§ **EXERCISE INSTRUCTIONS**
Extend the text below on US subcritical nuclear tests and the test ban treaty, starting right after its last sentence and ignoring the material that follows it.

§ **PROVIDED TEXT**
═══
The April 4 announcement stressed that the JASON group, which had been instrumental in convincing Clinton of the marginal utility of HNEs, considered that subcritical testing "will add valuable scientific information to our database relevant to the performance of our nuclear weapons, and... there is no conceivable scenario in which these experiments lead to criticality." Others are sceptical. Frank von Hippel, who served as assistant director for national security in the White House Office of Science and Technology from 1993-4, questioned the necessity of subcritical tests and criticised the decision to hold them underground. The first of the tests, now scheduled for June and September, 1997, are to be conducted underground at the Nevada Test Site in the 'Low Yield Nuclear Experimental Research' (LYNER) facility [now named U1a]. Von Hippel raised verification concerns and questioned whether it would be possible to distinguish between HNEs, banned by the zero yield CTBT, and a subcritical test, which the US government says is not: "from space, activity at the test site associated with a subcritical test would be virtually indistinguishable from that for any other underground experiment, including a hydronuclear test...seismic data would be of no use in determining what fraction of the energy from an explosion was nuclear." In the eyes of some CTBT signatories, the fact that subcritical tests involve the detonation of some of the warhead materials, including minute quantities of plutonium, qualify them to be regarded as 'nuclear test explosions', whether or not there is a release of nuclear energy from direct fission. The lack of any definition of a nuclear test explosion in the Treaty scope means that this can be interpreted only in the light of the negotiating record. The United States argues that the statement made in August 1995, when it dropped its 4 lb. criterion in favour of the zero yield, is clear on this point. At that time, Clinton identified six 'safeguards' that the US linked with its decision.
Three of these safeguards were cited on April 4 as relevant to subcritical tests:
The conducting of subcritical tests gives rise to two fundamental challenges to the credibility of the CTBT: verification effectiveness and political purpose. To reduce the opportunity for compliance ambiguities and challenges which could undermine the CTBT regime, Von Hippel argued that the US should not go forward with any subcritical experiments unless it has undertaken a peer review to determine whether the tests were needed (and for what), looked into whether the experiment could be carried out above-ground, and put in place transparency arrangements sufficient to provide international verification that the experiments were indeed subcritical. Although the release of a JASON review into subcritical tests the day before the April 4 announcement suggests that attempts were made to meet the first of these conditions, the concerns of many CTBT negotiators and analysts have not been allayed. Calls have been growing for the subcritical test programme to be cancelled. The Clinton administration, with its eyes on a potentially difficult struggle to get the treaty ratified, feels it has no choice but to present cast-iron backing for the Stockpile Stewardship programme and associated activities. Afraid that the labs, the intelligence community and nuclear defence proponents may lobby the Senate hawks with arguments that a test ban will leave the US defenceless, Clinton is bent on talking up the money, programmes and safeguards he has put in place to ensure that the Treaty will be effective against proliferation without materially affecting US reliance on nuclear weapons.
═══
§ **INFORMATION SHOWN**
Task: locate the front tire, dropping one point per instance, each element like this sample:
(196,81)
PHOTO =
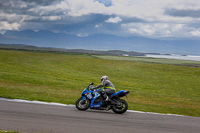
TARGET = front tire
═══
§ **EXERCISE OUTPUT**
Clinton's strategy is understandable, but it can be a two-edged sword that creates as many problems as it appears to solve. If the subcritical tests go ahead, the US may be setting a dangerous precedent which will complicate verification and could undermine the CTBT regime. International treaties are instruments of both law and politics. The dominant powers should beware of jettisoning the spirit and purpose of the long-sought CTBT, as shared by the majority of its signatories, for a narrowly technical and legalistic interpretation. Whatever example the US sets in underground experiments and the use of sophisticated technology to continue refining their nuclear weapon systems, it should not be surprised if other countries strive to do the same. The pace at which technology is now advancing can narrow the gaps in expertise much sooner than we might expect.
Ratification
The grave difficulties experienced by the United States and Russia in getting ratification of two important treaties, START II and the CWC, through their Senate and Duma processes, must raise concerns about ratification of the CTBT. In the end, the marshalling of high profile public backing, combined with considerable concessions to the hawks enabled the US to ratify START II and get in just under the wire with the CWC. Yeltsin was not so successful, and Russia has to date not yet ratified either accord. Certain provisions of the CTBT, especially the zero yield scope and some aspects of verification, were the subject of considerable battles among the different US agencies. With a Republican majority in the Senate it is almost inevitable that Senator Jesse Helms et al will try to hold up ratification of the CTBT, as they did with the CWC. At best, they may push to alter some of the understandings and wring additional concessions; at worst they could refuse to consider ratifying the CTBT until it is signed by India, Pakistan and North Korea, perhaps using the excuse that there is no point in ratifying a treaty that has little prospect of taking effect.
Such an approach would reinforce the vulnerability of the CTBT. With entry into force made hostage to the political calculations of threshold nuclear weapon states, it is doubly imperative that the declared NWS and Israel reinforce their signatures with early ratification. During the negotiations in 1996, some diplomats and observers speculated that Britain, Russia and China may have had an ulterior motive in insisting on making the Treaty's full implementation conditional on ratification by the threshold nuclear states as well as by the P-5. According to this theory, they imposed the inflexible article XIV as a form of 'easy exit' provision, akin to the ten year opt-out proposed by the United States in 1994. They calculated that India would refuse the Treaty (and made little attempt to address India's stated concerns). Their signatures in 1996 would extend the moratoria on testing, but if in 8-10 years time they decided they needed to test new warheads or develop follow-on systems to those in the current arsenals, the fact that the CTBT had not entered into force would offer a convenient excuse for getting out of the Treaty and testing again. This may appear to be a far-fetched conspiracy theory, but given the Treaty's precarious status, the proponents of the article XIV conditions now need to make stronger efforts to dispel any doubts about their real commitment and intent.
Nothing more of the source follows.